Problem to work on:
In the data that follows, determine how many lines contain the word "flowering", and give only that number.

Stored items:
..............................

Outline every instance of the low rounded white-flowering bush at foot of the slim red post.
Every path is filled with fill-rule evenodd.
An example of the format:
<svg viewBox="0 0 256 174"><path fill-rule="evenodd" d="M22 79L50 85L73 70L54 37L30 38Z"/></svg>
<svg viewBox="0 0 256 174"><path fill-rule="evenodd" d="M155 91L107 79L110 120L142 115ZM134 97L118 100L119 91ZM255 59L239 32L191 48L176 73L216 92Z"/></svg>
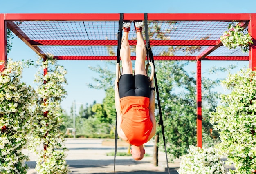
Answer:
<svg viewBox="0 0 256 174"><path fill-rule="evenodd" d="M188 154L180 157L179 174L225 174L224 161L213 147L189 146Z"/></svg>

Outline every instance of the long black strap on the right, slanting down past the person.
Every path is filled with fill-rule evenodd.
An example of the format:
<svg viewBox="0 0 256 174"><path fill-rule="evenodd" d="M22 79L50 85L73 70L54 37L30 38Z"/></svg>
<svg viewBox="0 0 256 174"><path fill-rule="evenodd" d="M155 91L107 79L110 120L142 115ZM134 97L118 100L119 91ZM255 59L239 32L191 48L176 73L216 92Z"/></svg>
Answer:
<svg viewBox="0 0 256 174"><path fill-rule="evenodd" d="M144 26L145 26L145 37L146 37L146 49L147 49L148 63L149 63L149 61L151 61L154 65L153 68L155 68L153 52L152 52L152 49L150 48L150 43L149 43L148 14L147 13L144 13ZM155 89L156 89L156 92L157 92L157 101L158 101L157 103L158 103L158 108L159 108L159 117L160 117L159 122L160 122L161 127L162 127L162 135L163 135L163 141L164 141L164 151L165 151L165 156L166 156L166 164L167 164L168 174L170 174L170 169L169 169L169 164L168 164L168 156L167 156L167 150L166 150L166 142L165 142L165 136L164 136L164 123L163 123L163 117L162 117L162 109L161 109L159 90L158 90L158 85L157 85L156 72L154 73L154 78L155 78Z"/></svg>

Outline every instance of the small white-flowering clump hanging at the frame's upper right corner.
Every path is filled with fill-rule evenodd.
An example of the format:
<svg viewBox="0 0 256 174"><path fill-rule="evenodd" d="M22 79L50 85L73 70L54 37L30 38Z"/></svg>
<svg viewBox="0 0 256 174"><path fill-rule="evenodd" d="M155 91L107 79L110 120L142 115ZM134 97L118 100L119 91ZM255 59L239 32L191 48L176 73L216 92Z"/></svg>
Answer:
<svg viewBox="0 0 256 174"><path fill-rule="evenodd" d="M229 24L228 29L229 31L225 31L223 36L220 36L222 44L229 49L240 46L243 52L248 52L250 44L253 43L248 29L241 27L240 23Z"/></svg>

..............................

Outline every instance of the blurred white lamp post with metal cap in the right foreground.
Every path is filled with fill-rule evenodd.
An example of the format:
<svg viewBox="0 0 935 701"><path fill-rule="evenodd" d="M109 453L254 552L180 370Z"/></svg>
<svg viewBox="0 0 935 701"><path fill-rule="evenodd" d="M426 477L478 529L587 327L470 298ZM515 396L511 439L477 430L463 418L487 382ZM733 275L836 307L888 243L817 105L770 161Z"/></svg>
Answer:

..............................

Exercise result:
2